PROVIDED TEXT >>
[start]

The work that went into Want was book-ended by the writing of two long sequences. I wrote the first poem for the book, “Captivity Narrative,” in August 2001, and wrote what was basically the last poem, “Like A Fire That Consumes All Before It,” in April 2005. In the four or so years between the two sequences, I wrote everything else.

The book felt like it wrote itself. Before I wrote “Captivity Narrative,” I hadn’t written anything in a couple of years. But far from being anxious or melancholy about that silence, I welcomed it, knowing there was something working just underneath the surface of my awareness, and it would declare itself when it was ready.

After I wrote “Captivity Narrative,” the whole terrain of the book opened up in front of me. It was like I opened some kind of door, and there was already a party underway in the room. Ideas for poems just came rushing at me, and I spent the next three years writing them down, shaping them. I thought of the book as having love and desire as its umbrella themes, and everything I wrote agreeably fed into those themes.

ISBN: 1932511571

After three years of writing, I still hadn’t given much thought to what shape the book would take as a book, even though I had a lot of poems for it. I assumed that I would have sections or chapters, but when I finally looked over everything, I couldn’t come up with any principle of division that made sense. It made more sense to make the poems flow one into the other, without the artificial sectioning. I like your idea of the book being a long poem. This reminds me of an old teacher who told our workshop: if you write a book with 30 poems, the book itself should be the 31st poem.

It’s been said the second book is much harder to write, since one has had all of one’s life prior to the first book to arrive at that first book. What were the differences between writing The Darker Fall and writing Want?

Given very distinct and familiar examples like Yeats and Rich, I always knew that a poet has to keep changing—or at least try. But it took Louise Glück’s idea that one’s next book should be a kind of critique of the previous book to make me see that my second book had to be that critique.

My whole apprenticeship as a younger poet can be tracked in The Darker Fall, almost ten years of work that stretched back to the first poems I wrote in college. On the other hand, Want took a relatively short time. At some point I realized that if the first book was concerned with seeing and describing, the second book was concerned with telling.

Ostensibly, Want was about love and desire, but it was also a dialogue or struggle I was having with myself regarding narrative. I have had a vexed relationship with narrative my whole life as a poet. I find narrative so dangerously sentimental most of the time—in my poems and in the poems of others—and I’ve sometimes defined myself as a poet who’s always trying to thwart my own narrative impulse for fear of being sentimental.

On the other hand, I also know that narrative—even if just the barest trace of it—is what most readers need to be in the poem. There’s a poem in my first book, “The Gecko,” that took over three years to write—precisely because it’s a simple narrative about someone getting a tattoo, and I kept resisting telling the story straight, every time I sat down to work on the poem. The poem’s not that good, but having to deal with its narrative imperatives taught me some things about what I care about in my own handling of narrative: I want legibility, but I don’t ever want to explain or point to any “moral” that might be in any given narrative; I don’t believe in the priority of any one narrative, because my head is often full of a pluralism of narratives that composes a quilt-like unity rather than a linear unity.

[end]

GIVEN TASK A >>
Name every poem the interview text mentions by title.

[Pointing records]
[start]

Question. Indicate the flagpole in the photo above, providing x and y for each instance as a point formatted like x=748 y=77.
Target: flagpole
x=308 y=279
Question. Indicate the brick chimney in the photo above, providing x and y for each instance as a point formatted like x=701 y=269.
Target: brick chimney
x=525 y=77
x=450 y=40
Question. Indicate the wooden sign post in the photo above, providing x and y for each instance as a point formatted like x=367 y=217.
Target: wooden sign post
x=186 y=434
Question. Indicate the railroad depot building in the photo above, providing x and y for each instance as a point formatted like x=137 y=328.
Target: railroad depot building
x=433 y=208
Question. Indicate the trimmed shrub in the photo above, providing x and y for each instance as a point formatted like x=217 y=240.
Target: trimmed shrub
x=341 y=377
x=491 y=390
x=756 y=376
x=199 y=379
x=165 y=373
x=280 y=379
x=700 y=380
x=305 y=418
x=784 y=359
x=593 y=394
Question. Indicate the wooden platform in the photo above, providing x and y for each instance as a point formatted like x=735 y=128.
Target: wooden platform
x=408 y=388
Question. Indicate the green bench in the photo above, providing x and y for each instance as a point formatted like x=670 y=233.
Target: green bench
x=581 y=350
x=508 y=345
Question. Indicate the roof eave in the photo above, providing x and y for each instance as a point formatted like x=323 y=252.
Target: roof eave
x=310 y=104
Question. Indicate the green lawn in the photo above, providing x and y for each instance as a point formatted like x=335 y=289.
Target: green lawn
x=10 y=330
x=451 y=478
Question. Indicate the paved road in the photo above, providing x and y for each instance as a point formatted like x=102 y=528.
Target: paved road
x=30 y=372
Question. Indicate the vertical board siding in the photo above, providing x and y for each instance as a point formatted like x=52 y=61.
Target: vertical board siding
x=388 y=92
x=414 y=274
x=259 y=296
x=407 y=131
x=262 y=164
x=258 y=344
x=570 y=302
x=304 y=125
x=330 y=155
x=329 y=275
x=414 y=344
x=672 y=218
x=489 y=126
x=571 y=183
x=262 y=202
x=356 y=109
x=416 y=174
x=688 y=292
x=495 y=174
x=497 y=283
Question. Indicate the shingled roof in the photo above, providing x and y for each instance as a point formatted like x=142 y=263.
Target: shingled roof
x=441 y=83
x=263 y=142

[end]

GIVEN TASK B >>
From the pointing records, give as a JSON list of strings the lines beginning with the line that contains "Question. Indicate the roof" and continuing through the line that contains "x=451 y=478", one string per line and with blank lines omitted.

EXERCISE RESPONSE A >>
"Captivity Narrative"
"Like A Fire That Consumes All Before It"
"The Gecko"

EXERCISE RESPONSE B >>
[
  "Question. Indicate the roof eave in the photo above, providing x and y for each instance as a point formatted like x=323 y=252.",
  "Target: roof eave",
  "x=310 y=104",
  "Question. Indicate the green lawn in the photo above, providing x and y for each instance as a point formatted like x=335 y=289.",
  "Target: green lawn",
  "x=10 y=330",
  "x=451 y=478"
]